| What the exercise asks |
A single number is needed: how many lines of the data below contain "outline".

| Records |
◇ ◇ ◇ ◇ ◇ ◇ ◇
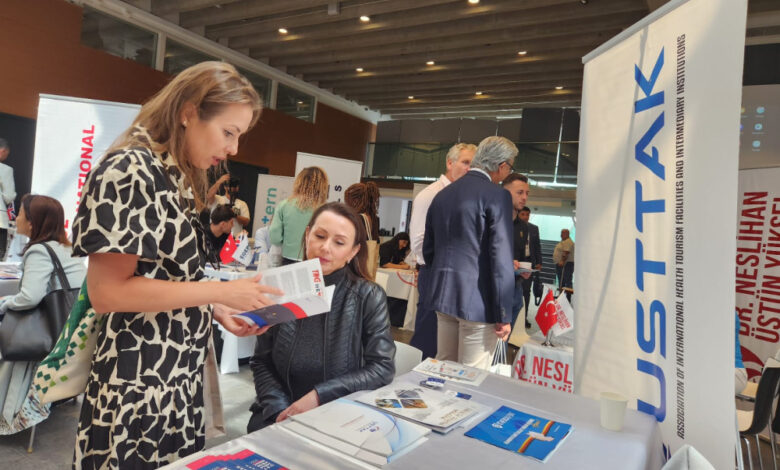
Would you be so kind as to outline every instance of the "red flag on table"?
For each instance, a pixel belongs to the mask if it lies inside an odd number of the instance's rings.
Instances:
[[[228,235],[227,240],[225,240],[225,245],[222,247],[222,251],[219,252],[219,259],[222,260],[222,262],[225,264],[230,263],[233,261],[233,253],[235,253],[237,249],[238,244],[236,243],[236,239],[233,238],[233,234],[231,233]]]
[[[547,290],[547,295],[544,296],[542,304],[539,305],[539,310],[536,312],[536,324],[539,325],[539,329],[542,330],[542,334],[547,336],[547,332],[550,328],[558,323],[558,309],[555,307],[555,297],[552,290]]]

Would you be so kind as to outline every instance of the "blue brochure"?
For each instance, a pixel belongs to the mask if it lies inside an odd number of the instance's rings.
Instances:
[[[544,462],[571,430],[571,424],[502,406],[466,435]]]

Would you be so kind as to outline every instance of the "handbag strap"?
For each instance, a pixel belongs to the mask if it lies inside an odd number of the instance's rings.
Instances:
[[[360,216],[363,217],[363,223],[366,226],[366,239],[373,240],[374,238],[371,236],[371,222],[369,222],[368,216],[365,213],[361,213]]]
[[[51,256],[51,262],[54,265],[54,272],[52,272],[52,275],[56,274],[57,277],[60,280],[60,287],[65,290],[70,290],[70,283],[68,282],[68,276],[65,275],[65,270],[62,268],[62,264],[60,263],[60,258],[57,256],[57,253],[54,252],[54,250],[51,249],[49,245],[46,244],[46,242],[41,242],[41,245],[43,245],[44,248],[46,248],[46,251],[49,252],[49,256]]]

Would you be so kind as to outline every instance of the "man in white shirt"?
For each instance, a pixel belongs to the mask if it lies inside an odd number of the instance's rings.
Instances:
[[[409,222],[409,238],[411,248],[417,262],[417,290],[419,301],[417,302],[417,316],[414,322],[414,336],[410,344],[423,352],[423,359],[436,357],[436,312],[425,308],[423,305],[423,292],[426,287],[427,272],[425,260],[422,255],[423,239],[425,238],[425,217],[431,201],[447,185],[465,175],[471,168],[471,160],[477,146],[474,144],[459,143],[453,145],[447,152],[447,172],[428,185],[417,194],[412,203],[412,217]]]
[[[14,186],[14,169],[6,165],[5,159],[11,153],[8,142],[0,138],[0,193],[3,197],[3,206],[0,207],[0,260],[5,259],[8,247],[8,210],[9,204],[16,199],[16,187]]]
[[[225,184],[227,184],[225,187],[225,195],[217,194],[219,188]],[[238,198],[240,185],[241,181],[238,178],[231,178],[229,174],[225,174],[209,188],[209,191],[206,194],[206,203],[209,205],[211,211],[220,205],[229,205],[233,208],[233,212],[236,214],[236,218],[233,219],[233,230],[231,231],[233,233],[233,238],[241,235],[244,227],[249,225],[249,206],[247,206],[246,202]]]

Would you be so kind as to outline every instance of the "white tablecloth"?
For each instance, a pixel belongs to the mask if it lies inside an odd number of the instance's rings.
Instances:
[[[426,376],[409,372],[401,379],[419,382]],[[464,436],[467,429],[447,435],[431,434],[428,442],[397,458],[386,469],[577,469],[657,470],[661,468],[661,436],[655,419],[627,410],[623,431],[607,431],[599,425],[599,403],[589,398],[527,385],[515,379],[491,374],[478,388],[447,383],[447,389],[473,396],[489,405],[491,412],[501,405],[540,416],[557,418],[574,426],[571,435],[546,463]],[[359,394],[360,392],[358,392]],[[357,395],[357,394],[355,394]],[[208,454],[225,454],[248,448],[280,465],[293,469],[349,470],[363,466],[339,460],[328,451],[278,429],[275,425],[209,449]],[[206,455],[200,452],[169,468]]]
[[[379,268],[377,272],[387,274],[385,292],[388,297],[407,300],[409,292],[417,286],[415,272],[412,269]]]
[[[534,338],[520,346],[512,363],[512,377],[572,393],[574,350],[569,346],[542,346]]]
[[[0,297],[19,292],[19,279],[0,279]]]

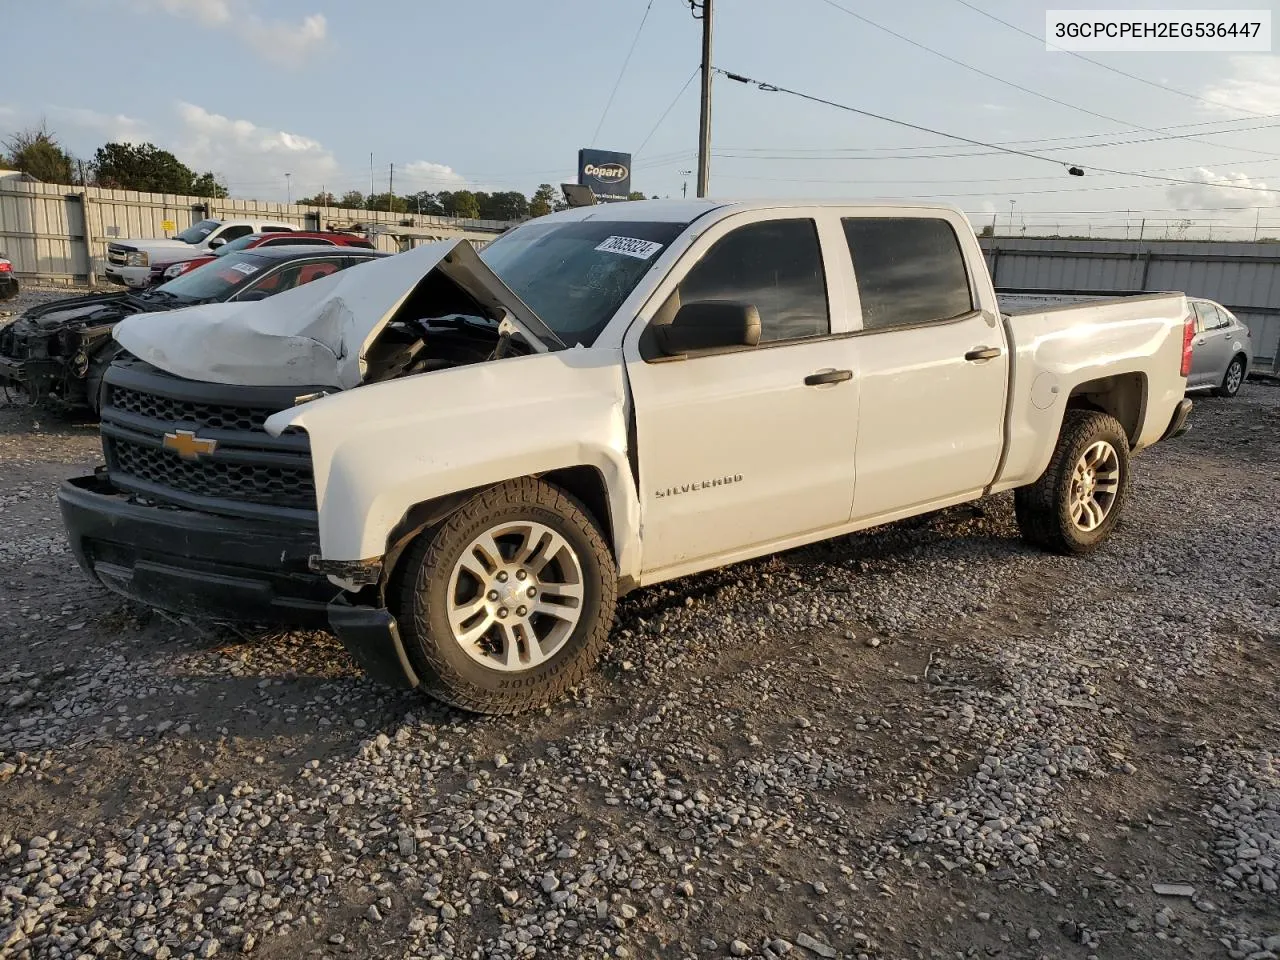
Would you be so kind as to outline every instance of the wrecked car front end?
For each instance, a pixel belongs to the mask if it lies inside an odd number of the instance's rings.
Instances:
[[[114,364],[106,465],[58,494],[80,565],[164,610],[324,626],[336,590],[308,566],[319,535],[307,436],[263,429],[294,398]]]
◇ ◇ ◇ ◇ ◇ ◇ ◇
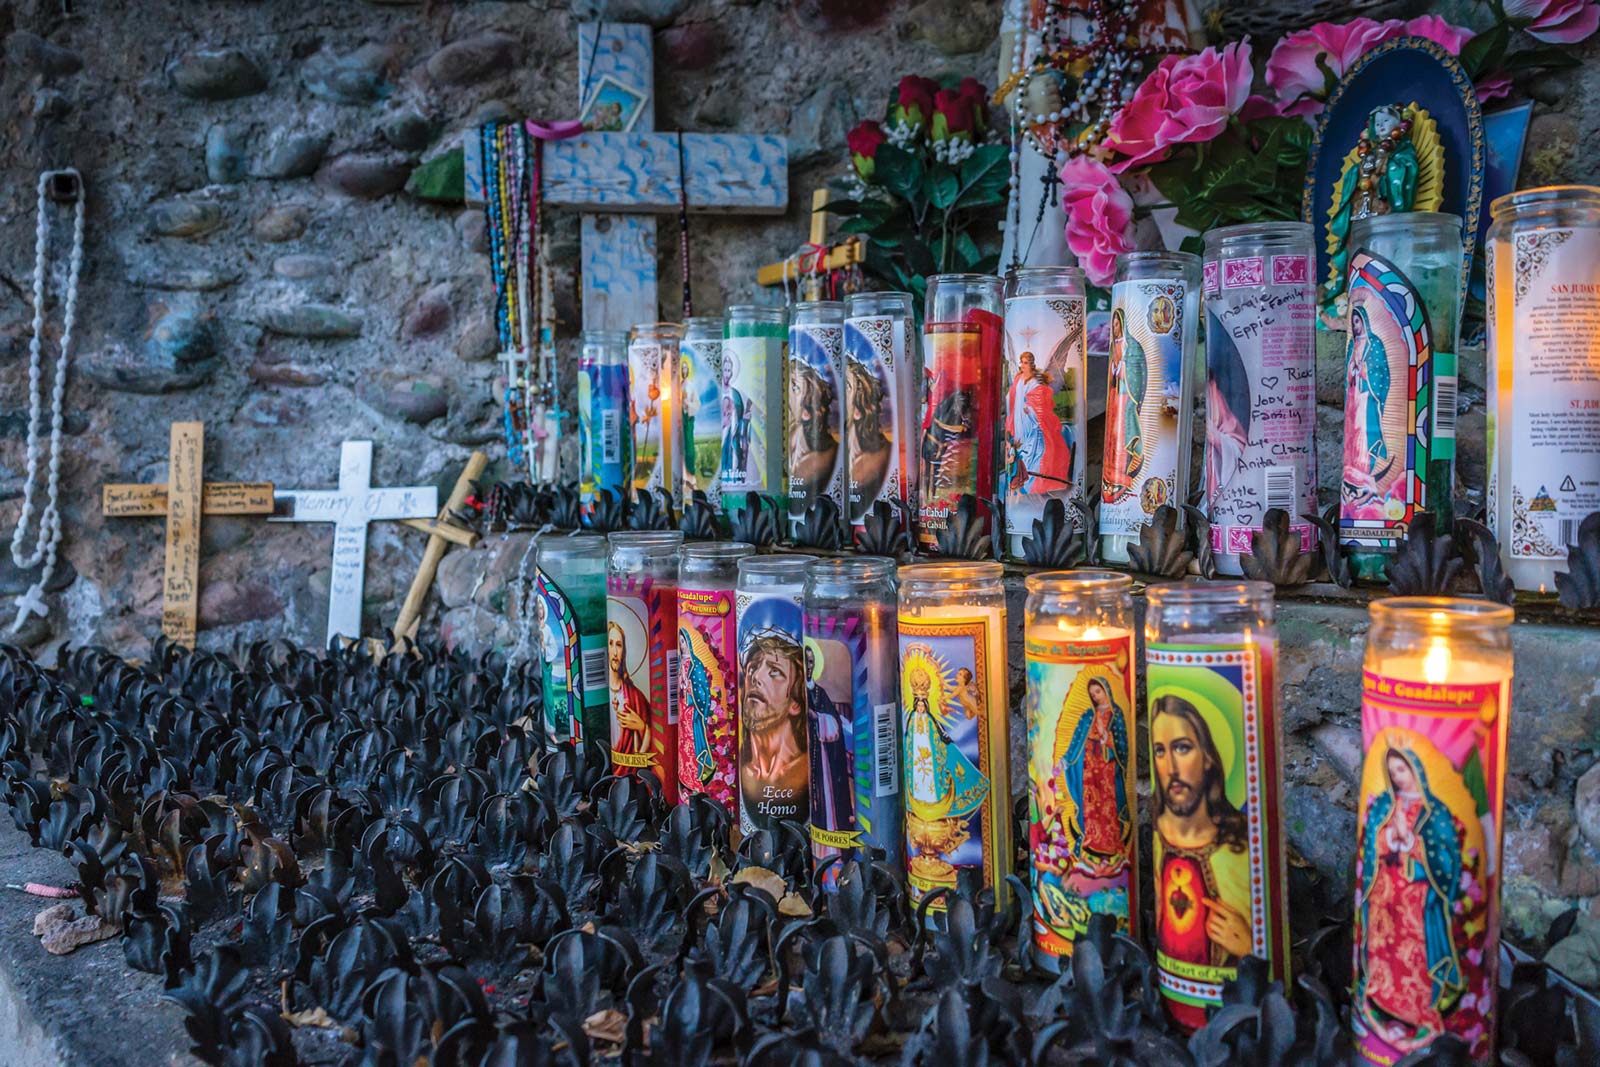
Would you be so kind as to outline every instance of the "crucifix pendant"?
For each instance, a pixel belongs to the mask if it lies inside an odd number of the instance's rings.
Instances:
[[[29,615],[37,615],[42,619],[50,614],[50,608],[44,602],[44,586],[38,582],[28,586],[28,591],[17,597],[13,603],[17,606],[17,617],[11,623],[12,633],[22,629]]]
◇ ◇ ◇ ◇ ◇ ◇ ◇
| Response to the task |
7